● ACTIVITY
Write out every entry exactly as it appears, omitting the pictures.

● RECORDS SHOWN
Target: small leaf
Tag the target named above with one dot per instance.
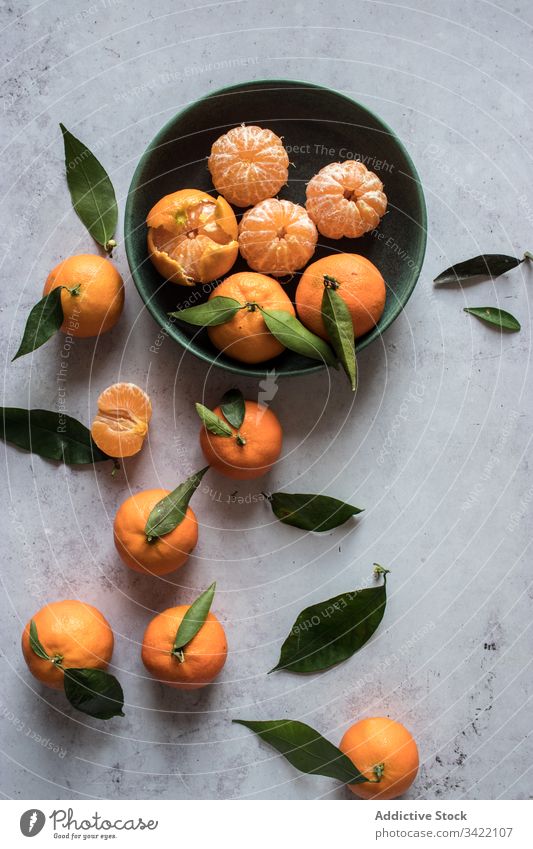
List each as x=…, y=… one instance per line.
x=499, y=318
x=339, y=326
x=94, y=692
x=306, y=749
x=212, y=422
x=36, y=644
x=233, y=407
x=49, y=434
x=45, y=319
x=170, y=511
x=311, y=512
x=292, y=333
x=484, y=265
x=216, y=311
x=331, y=631
x=91, y=190
x=193, y=619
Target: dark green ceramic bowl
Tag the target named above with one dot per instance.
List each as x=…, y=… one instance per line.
x=318, y=126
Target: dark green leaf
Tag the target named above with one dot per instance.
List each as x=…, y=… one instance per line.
x=45, y=319
x=36, y=644
x=170, y=511
x=292, y=333
x=306, y=749
x=233, y=407
x=339, y=325
x=332, y=631
x=55, y=436
x=194, y=619
x=91, y=190
x=94, y=692
x=485, y=265
x=499, y=318
x=311, y=512
x=212, y=422
x=216, y=311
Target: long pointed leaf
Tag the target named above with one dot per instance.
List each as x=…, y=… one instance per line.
x=170, y=511
x=306, y=749
x=292, y=333
x=194, y=619
x=339, y=325
x=49, y=434
x=91, y=190
x=218, y=310
x=45, y=319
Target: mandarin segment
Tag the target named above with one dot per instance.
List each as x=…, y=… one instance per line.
x=121, y=423
x=254, y=453
x=75, y=633
x=248, y=164
x=277, y=237
x=162, y=555
x=358, y=282
x=385, y=749
x=345, y=199
x=93, y=295
x=192, y=238
x=202, y=658
x=246, y=337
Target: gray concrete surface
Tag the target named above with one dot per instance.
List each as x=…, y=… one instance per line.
x=435, y=445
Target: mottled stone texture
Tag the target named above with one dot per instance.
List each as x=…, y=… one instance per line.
x=434, y=446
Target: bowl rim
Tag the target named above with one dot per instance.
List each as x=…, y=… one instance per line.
x=185, y=342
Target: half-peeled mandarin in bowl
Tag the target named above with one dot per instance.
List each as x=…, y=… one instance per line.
x=246, y=337
x=192, y=238
x=121, y=423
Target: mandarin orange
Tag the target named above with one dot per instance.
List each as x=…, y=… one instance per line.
x=246, y=337
x=192, y=238
x=92, y=297
x=386, y=753
x=358, y=282
x=71, y=632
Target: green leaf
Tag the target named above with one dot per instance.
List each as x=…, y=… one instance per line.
x=91, y=190
x=216, y=311
x=311, y=512
x=484, y=265
x=499, y=318
x=170, y=511
x=212, y=422
x=45, y=319
x=94, y=692
x=292, y=333
x=193, y=619
x=331, y=631
x=233, y=407
x=49, y=434
x=339, y=326
x=306, y=749
x=36, y=644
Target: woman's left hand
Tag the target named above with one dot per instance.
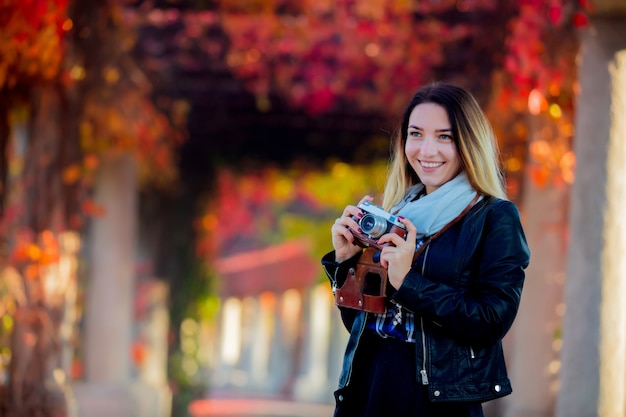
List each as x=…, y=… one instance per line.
x=397, y=255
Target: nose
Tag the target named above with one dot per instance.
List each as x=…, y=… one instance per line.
x=428, y=147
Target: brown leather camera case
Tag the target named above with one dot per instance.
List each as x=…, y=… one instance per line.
x=364, y=288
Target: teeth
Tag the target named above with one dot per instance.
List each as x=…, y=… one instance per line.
x=431, y=164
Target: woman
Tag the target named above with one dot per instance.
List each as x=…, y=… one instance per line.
x=437, y=349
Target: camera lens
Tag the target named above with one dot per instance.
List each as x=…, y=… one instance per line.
x=374, y=226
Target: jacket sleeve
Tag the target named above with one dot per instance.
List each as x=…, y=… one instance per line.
x=337, y=273
x=482, y=311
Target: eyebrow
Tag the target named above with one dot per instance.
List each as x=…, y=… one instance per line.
x=436, y=130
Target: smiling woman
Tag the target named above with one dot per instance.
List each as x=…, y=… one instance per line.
x=449, y=300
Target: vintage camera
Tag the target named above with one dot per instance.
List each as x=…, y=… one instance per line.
x=375, y=223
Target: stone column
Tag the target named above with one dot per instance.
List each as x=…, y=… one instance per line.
x=532, y=341
x=593, y=372
x=110, y=287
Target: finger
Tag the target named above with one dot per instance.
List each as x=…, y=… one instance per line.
x=366, y=198
x=351, y=211
x=412, y=230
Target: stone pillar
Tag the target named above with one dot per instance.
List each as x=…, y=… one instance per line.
x=313, y=384
x=110, y=288
x=593, y=374
x=531, y=344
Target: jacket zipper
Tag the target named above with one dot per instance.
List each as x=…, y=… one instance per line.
x=423, y=370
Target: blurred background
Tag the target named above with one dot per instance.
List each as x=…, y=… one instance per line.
x=170, y=170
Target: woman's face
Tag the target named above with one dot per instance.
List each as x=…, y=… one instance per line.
x=429, y=146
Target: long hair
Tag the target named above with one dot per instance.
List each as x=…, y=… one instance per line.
x=471, y=132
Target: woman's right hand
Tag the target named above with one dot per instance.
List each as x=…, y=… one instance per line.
x=343, y=240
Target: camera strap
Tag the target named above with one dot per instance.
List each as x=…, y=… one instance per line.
x=419, y=250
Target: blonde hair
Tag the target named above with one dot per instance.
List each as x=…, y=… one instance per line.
x=472, y=135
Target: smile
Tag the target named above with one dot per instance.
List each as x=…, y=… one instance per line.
x=431, y=164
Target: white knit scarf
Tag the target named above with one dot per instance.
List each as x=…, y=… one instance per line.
x=433, y=211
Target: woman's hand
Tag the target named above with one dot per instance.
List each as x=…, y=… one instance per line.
x=343, y=239
x=397, y=255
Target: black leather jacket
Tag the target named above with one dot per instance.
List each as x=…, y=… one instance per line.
x=465, y=291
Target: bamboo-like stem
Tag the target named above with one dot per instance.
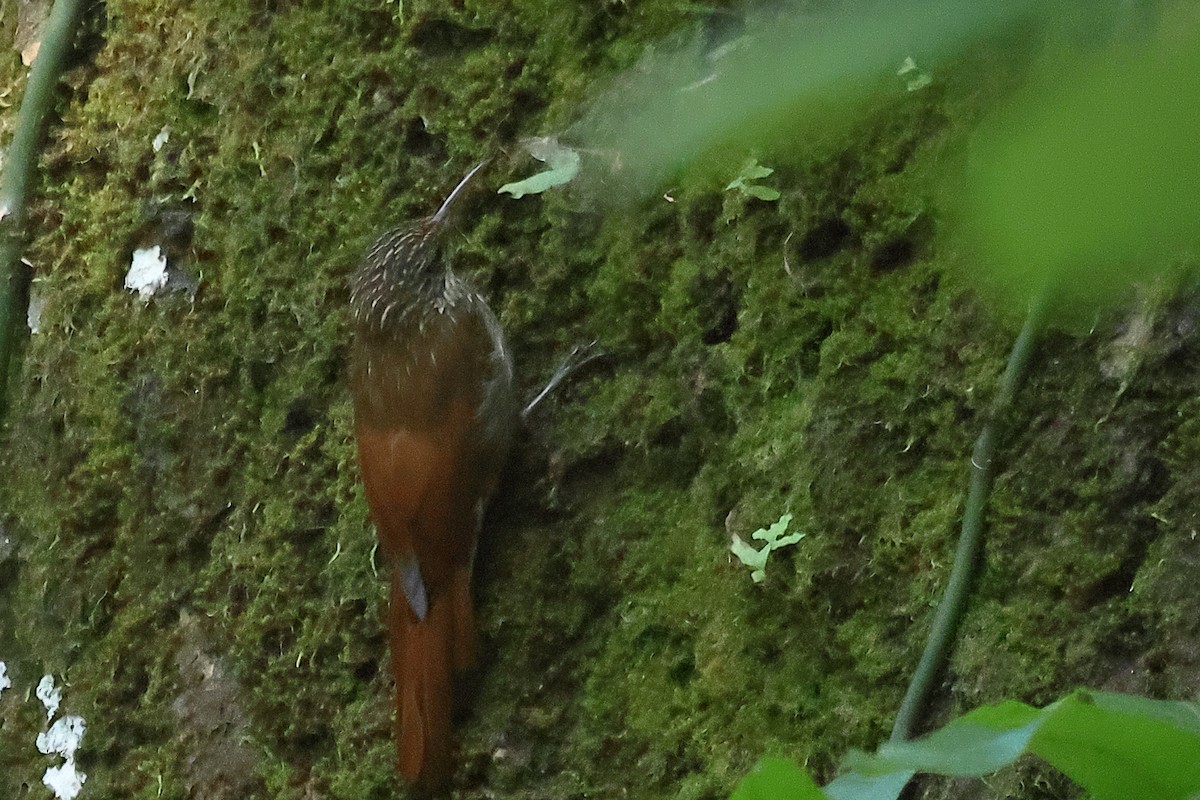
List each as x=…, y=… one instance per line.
x=966, y=554
x=19, y=164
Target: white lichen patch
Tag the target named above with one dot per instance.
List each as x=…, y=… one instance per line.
x=148, y=271
x=36, y=305
x=162, y=138
x=64, y=739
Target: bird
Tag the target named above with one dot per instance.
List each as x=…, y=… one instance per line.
x=432, y=385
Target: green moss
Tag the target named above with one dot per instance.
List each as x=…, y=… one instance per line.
x=191, y=458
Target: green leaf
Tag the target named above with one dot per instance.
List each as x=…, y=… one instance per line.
x=1120, y=746
x=1115, y=746
x=777, y=779
x=772, y=535
x=753, y=170
x=755, y=559
x=853, y=786
x=563, y=162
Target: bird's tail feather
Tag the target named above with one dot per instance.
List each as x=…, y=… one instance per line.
x=424, y=653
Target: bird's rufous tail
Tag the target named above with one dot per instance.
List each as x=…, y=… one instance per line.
x=424, y=654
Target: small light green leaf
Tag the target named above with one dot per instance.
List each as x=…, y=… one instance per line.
x=777, y=779
x=753, y=558
x=753, y=170
x=774, y=539
x=563, y=162
x=772, y=535
x=1115, y=746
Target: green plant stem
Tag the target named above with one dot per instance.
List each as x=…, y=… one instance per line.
x=19, y=163
x=966, y=555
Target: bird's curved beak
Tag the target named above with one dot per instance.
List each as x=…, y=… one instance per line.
x=439, y=217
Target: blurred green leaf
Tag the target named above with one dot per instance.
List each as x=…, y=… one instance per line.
x=777, y=779
x=563, y=162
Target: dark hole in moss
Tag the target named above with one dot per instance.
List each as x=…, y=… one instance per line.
x=372, y=30
x=683, y=671
x=436, y=36
x=1153, y=480
x=300, y=417
x=306, y=536
x=419, y=142
x=825, y=240
x=893, y=256
x=317, y=739
x=525, y=104
x=809, y=356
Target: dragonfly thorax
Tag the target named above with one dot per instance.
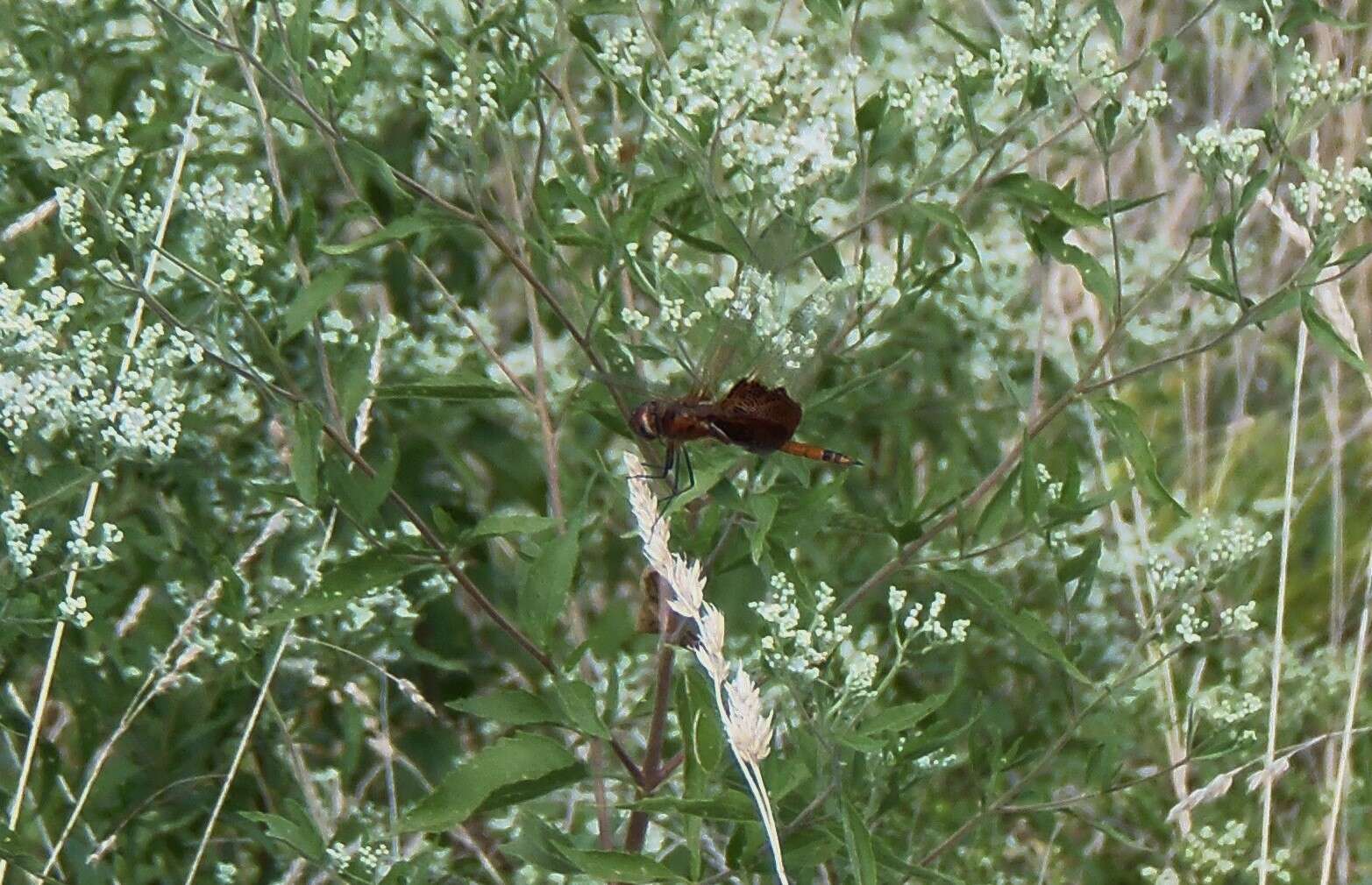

● SOLUTION TO THE PROBLEM
Target: small leaf
Tag the target named above with one dot per instance.
List each as x=…, y=… one instance per line.
x=499, y=318
x=339, y=326
x=94, y=692
x=306, y=749
x=212, y=422
x=36, y=644
x=233, y=407
x=49, y=434
x=45, y=319
x=170, y=511
x=311, y=512
x=292, y=333
x=484, y=265
x=216, y=311
x=331, y=631
x=91, y=190
x=193, y=619
Target: dark green ceramic bowl
Tag the target named above with one dot per instance.
List each as x=…, y=… one instance per line.
x=318, y=126
Target: dark green leaf
Tag the target named above with one dot per instance.
List each as x=…, y=… one instance per line.
x=45, y=319
x=36, y=644
x=170, y=511
x=292, y=333
x=306, y=749
x=233, y=407
x=339, y=325
x=332, y=631
x=55, y=436
x=194, y=619
x=91, y=190
x=94, y=692
x=485, y=265
x=499, y=318
x=311, y=512
x=212, y=422
x=216, y=311
Target: long pointed leaf
Tag the target named above with one dot per instance.
List each as x=…, y=… one instance per line.
x=170, y=511
x=306, y=749
x=292, y=333
x=194, y=619
x=339, y=325
x=49, y=434
x=91, y=190
x=218, y=310
x=45, y=319
Target: mandarin segment
Tag the target named above with one dot per instance.
List each as x=…, y=… one instance per line.
x=121, y=423
x=254, y=453
x=75, y=633
x=248, y=164
x=277, y=237
x=162, y=555
x=358, y=282
x=385, y=749
x=345, y=199
x=93, y=295
x=192, y=238
x=202, y=658
x=246, y=337
Target: gray concrete surface
Tag the target named above with one dot per instance.
List each as x=…, y=… one instance per line.
x=435, y=445
Target: mottled stone texture
Tag the target named above with one dot per instance.
List each as x=…, y=… one instance per line.
x=434, y=446
Target: bowl rim
Tag the target named above with one dot per instance.
List each as x=…, y=… one instance per line.
x=185, y=342
Target: half-peeled mandarin in bowl
Tag the target named above with one dot per instance.
List each as x=…, y=… one instance per line.
x=246, y=337
x=192, y=238
x=121, y=423
Target: mandarin orange
Tag the target named above with one dot per instance.
List each as x=…, y=… one instance per line.
x=246, y=337
x=192, y=238
x=92, y=297
x=386, y=753
x=358, y=282
x=71, y=632
Target: green leaf
Tag the target named above with one dot per instance.
List each as x=…, y=… one instance per line.
x=91, y=190
x=216, y=311
x=311, y=512
x=484, y=265
x=499, y=318
x=170, y=511
x=212, y=422
x=45, y=319
x=94, y=692
x=292, y=333
x=193, y=619
x=331, y=631
x=233, y=407
x=49, y=434
x=339, y=326
x=306, y=749
x=36, y=644
Target: woman's left hand
Tag the target named above with one dot per instance.
List each as x=…, y=… one instance per line.
x=397, y=255
Target: nose
Tag the target named above with one dot per instance.
List each as x=…, y=… one instance per line.
x=428, y=147
Target: brown leather camera case
Tag the target named above with one dot per instance.
List each as x=…, y=… one instance per line.
x=364, y=288
Target: teeth
Tag the target named above with one dot per instance.
List each as x=…, y=… one instance per line.
x=431, y=164
Target: woman
Tag the target named above with one dot per instance.
List each as x=…, y=… one instance per line.
x=437, y=349
Target: camera lens
Tag the target named above with one dot per instance.
List each as x=…, y=… one instance per line.
x=374, y=226
Target: jacket sleeve
Tag the target named above with one dot per instance.
List each as x=…, y=… one instance per line.
x=337, y=273
x=482, y=311
Target: eyebrow
Tag the target named above with one dot per instance.
List each as x=…, y=… one instance per line.
x=436, y=130
Target: smiling woman
Tag the target named above with one dot per instance.
List each as x=…, y=… one instance per line.
x=449, y=300
Target: vintage camera
Tag the target named above with one dot per instance.
List each as x=…, y=… one instance per line.
x=375, y=223
Target: stone column
Tag the target named above with one dot per instance.
List each as x=…, y=… one instance per line.
x=532, y=341
x=593, y=372
x=110, y=287
Target: finger
Tag the target named above with one dot per instance.
List each as x=…, y=… one instance per line.
x=366, y=198
x=351, y=211
x=412, y=230
Target: stone pillar
Tag the target named above with one dot per instance.
List each as x=…, y=… one instance per line.
x=313, y=384
x=110, y=288
x=593, y=374
x=531, y=344
Target: jacket zipper
Tag the target named above with one dot per instance.
List each as x=…, y=… one instance per line.
x=423, y=370
Target: blurred background
Tag the target named above with one dot per instance.
List each as x=…, y=… one instance per line.
x=170, y=170
Target: woman's face
Tag the target named above with one dot per instance.
List each as x=…, y=… one instance per line.
x=429, y=146
Target: long hair
Tag the target named above with one dot per instance.
List each as x=…, y=… one instance per line.
x=471, y=132
Target: woman's right hand
Tag the target named above with one dot per instance.
List each as x=…, y=… one instance per line.
x=343, y=240
Target: camera strap
Tag the target named above with one dot per instance.
List each as x=…, y=… one instance per line.
x=419, y=250
Target: blonde hair
Tag the target named above with one dot per instance.
List each as x=…, y=… one instance per line.
x=472, y=135
Target: smile
Tag the target named above with one dot per instance.
List each as x=…, y=… one instance per line.
x=431, y=164
Target: white knit scarf
Tag the target named above with one dot per instance.
List each as x=…, y=… one instance per line.
x=433, y=211
Target: woman's hand
Tag the target named above with one dot per instance.
List each as x=…, y=… one instance per line.
x=343, y=239
x=397, y=255
Target: black leather jacket
Tag the target named above with one dot per instance.
List each as x=…, y=… one instance per line.
x=465, y=291
Target: bamboo-like stem
Tag the target named above with one dot per instance.
List each as x=…, y=… one instance per line.
x=966, y=554
x=19, y=164
Target: white lichen patch
Tag the target named above with one dot per instance.
List each as x=…, y=… one instance per line.
x=148, y=271
x=36, y=305
x=162, y=138
x=64, y=739
Target: bird
Tag the target named above with one dot per instance.
List each as x=…, y=… one instance per line.
x=432, y=385
Target: green moss
Tag the target named above with one dot per instance.
List each as x=…, y=… one instance per line.
x=191, y=458
Target: green leaf
Tag the target named above with one dot per instance.
List each as x=…, y=… one instance per line.
x=1120, y=746
x=1115, y=746
x=777, y=779
x=772, y=535
x=753, y=170
x=755, y=559
x=853, y=786
x=563, y=162
Target: bird's tail feather
Tag the target named above with one dot per instance.
List each as x=…, y=… one instance per line.
x=424, y=653
Target: bird's rufous tail
Tag the target named above with one dot per instance.
List each as x=…, y=… one instance per line.
x=424, y=654
Target: small light green leaf
Tag the target named above with one dot per instance.
List each as x=…, y=… one instance per line.
x=777, y=779
x=753, y=558
x=753, y=170
x=774, y=539
x=563, y=162
x=772, y=535
x=1115, y=746
Target: green plant stem
Tag the target named above with one dot per instance.
List each as x=…, y=… one instance per line.
x=19, y=163
x=966, y=555
Target: bird's curved beak
Tag the target named above with one dot per instance.
List each as x=…, y=… one instance per line.
x=439, y=217
Target: blurred green leaf
Tag the target named above with one dot per instance.
List each as x=…, y=… one instance per line.
x=777, y=779
x=563, y=162
Target: dark hole in moss
Tag the target named above with one dot per instance.
List each as x=…, y=… one instance per line.
x=372, y=30
x=683, y=671
x=436, y=36
x=1153, y=480
x=300, y=417
x=306, y=536
x=419, y=142
x=825, y=240
x=893, y=256
x=317, y=739
x=525, y=104
x=809, y=356
Target: dragonfly thorax
Tag the target named above with one dot per instance.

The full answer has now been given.